- _ZU ERLEDIGEN_
Zähle, in wie vielen Zeilen des Materials unten die Zeichenfolge „muzzle“ vorkommt. Nenne nur die Zahl.

(Einträge aus einem Datensatz mit Punktannotationen)
=-=-=-=-=

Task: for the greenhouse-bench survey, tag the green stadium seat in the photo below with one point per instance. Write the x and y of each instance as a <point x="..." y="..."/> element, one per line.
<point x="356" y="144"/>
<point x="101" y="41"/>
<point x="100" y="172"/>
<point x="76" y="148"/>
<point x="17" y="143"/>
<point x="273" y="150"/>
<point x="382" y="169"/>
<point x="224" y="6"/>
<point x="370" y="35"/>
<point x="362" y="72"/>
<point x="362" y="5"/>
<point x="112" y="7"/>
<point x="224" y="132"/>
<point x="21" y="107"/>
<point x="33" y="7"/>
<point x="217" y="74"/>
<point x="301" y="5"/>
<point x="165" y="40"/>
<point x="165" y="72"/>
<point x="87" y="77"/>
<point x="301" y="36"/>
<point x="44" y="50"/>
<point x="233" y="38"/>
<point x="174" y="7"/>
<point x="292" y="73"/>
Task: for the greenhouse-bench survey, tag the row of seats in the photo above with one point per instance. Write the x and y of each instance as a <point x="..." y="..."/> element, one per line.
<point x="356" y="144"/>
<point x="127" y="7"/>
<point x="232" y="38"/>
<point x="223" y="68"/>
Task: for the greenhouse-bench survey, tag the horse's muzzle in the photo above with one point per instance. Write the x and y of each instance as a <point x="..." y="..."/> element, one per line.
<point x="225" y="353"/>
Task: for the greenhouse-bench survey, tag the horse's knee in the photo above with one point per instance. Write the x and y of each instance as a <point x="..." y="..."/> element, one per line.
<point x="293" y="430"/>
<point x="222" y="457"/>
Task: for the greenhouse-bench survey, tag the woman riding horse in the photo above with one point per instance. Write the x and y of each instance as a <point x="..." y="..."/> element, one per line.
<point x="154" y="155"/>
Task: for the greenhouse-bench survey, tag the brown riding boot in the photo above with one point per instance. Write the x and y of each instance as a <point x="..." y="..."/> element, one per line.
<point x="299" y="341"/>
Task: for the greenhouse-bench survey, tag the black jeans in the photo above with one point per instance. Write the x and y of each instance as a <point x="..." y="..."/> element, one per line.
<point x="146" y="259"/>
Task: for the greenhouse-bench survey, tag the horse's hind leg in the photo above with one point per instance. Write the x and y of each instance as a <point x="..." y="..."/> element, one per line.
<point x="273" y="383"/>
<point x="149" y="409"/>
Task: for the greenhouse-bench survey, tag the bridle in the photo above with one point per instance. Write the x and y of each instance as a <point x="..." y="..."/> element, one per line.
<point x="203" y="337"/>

=-=-=-=-=

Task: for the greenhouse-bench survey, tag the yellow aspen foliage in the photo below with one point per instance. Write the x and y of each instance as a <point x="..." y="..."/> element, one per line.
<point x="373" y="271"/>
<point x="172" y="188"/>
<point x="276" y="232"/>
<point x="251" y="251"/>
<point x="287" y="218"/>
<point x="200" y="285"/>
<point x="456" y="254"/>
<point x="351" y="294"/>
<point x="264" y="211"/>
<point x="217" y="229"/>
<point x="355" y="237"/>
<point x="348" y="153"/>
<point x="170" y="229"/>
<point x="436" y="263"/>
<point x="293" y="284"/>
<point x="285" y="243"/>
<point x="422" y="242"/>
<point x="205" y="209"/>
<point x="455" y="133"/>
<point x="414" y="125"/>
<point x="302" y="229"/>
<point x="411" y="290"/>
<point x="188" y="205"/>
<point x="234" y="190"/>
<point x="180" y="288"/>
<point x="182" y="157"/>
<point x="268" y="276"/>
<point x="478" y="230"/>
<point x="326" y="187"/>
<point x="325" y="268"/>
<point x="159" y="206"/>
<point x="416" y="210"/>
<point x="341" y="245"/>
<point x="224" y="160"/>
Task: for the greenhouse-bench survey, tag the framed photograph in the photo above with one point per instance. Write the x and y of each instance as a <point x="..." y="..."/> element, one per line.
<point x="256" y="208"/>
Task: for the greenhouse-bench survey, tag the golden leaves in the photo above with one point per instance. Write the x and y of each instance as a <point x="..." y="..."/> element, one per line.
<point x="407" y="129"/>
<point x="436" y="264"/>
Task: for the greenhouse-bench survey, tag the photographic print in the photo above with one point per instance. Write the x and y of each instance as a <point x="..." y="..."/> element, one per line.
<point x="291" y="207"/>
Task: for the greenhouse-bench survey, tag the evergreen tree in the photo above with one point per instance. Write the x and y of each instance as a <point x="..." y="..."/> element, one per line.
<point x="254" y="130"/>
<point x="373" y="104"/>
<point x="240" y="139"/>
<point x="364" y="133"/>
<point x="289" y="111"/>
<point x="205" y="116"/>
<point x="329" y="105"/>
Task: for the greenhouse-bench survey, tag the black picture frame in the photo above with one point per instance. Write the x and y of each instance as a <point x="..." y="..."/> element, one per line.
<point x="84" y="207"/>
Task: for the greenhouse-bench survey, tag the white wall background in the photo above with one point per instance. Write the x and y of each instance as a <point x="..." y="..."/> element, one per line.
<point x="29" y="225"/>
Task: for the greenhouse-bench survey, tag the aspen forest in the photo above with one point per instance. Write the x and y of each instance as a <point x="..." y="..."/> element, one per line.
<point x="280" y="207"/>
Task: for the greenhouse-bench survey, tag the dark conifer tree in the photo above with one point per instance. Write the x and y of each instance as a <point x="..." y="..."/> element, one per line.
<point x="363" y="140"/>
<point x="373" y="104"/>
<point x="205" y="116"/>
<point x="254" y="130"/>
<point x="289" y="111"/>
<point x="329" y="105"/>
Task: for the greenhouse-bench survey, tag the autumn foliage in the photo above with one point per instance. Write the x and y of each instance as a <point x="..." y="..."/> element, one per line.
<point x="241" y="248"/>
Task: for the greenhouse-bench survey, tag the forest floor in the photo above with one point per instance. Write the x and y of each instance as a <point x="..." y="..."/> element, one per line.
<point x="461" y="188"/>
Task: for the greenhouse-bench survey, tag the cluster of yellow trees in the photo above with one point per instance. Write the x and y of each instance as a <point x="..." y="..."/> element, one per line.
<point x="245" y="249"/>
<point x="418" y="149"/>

=-=-=-=-=

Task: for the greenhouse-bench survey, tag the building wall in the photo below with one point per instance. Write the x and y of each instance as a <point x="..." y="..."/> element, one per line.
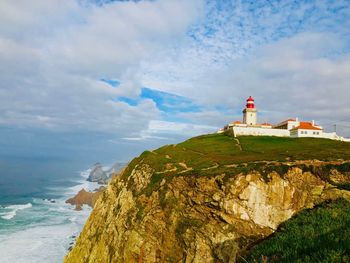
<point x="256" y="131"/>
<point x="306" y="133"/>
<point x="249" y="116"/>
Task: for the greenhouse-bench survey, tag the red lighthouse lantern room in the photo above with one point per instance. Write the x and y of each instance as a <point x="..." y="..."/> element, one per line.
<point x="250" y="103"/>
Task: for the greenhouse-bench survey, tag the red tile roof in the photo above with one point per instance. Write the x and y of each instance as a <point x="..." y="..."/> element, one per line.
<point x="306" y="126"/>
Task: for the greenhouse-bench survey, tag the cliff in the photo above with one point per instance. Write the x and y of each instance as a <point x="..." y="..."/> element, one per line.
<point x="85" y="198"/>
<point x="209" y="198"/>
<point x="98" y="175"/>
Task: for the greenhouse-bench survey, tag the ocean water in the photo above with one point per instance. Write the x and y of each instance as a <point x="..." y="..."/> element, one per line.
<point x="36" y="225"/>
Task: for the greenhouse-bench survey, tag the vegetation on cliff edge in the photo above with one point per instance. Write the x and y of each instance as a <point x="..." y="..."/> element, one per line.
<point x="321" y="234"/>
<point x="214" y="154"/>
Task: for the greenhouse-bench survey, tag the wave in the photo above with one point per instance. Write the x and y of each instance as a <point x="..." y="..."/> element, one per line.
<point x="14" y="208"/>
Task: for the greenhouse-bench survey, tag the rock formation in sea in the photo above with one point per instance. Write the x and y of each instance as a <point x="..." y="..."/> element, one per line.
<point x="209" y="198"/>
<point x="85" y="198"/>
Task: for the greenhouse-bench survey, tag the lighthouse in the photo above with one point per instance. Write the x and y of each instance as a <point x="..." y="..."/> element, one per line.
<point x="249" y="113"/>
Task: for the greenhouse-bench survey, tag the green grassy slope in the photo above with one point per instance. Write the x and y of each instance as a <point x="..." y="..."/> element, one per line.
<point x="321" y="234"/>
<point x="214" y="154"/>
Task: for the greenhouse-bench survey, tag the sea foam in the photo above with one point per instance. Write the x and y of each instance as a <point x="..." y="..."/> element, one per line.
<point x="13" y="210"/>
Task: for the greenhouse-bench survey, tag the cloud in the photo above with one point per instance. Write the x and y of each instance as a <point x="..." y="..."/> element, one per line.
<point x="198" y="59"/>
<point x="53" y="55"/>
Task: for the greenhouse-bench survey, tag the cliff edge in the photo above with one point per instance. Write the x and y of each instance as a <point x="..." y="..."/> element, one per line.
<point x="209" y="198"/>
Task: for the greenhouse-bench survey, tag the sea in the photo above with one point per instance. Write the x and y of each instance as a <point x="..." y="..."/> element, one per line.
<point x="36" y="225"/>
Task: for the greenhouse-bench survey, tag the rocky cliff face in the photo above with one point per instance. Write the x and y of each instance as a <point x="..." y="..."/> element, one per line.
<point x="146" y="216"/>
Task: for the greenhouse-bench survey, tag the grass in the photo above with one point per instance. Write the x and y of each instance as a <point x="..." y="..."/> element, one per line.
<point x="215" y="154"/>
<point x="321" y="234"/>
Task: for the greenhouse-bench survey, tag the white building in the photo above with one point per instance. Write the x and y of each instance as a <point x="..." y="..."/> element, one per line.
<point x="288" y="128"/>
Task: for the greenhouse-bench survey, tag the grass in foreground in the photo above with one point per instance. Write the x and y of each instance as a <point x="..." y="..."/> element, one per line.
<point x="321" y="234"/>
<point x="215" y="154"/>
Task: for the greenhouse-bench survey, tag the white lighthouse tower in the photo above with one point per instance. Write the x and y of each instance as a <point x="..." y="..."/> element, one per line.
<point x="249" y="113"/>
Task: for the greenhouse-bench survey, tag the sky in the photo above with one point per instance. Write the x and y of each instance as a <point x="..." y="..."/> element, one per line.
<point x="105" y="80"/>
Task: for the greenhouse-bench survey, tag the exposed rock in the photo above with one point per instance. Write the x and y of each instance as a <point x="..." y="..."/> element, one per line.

=-=-=-=-=

- _AUSGEARBEITETE LÖSUNG_
1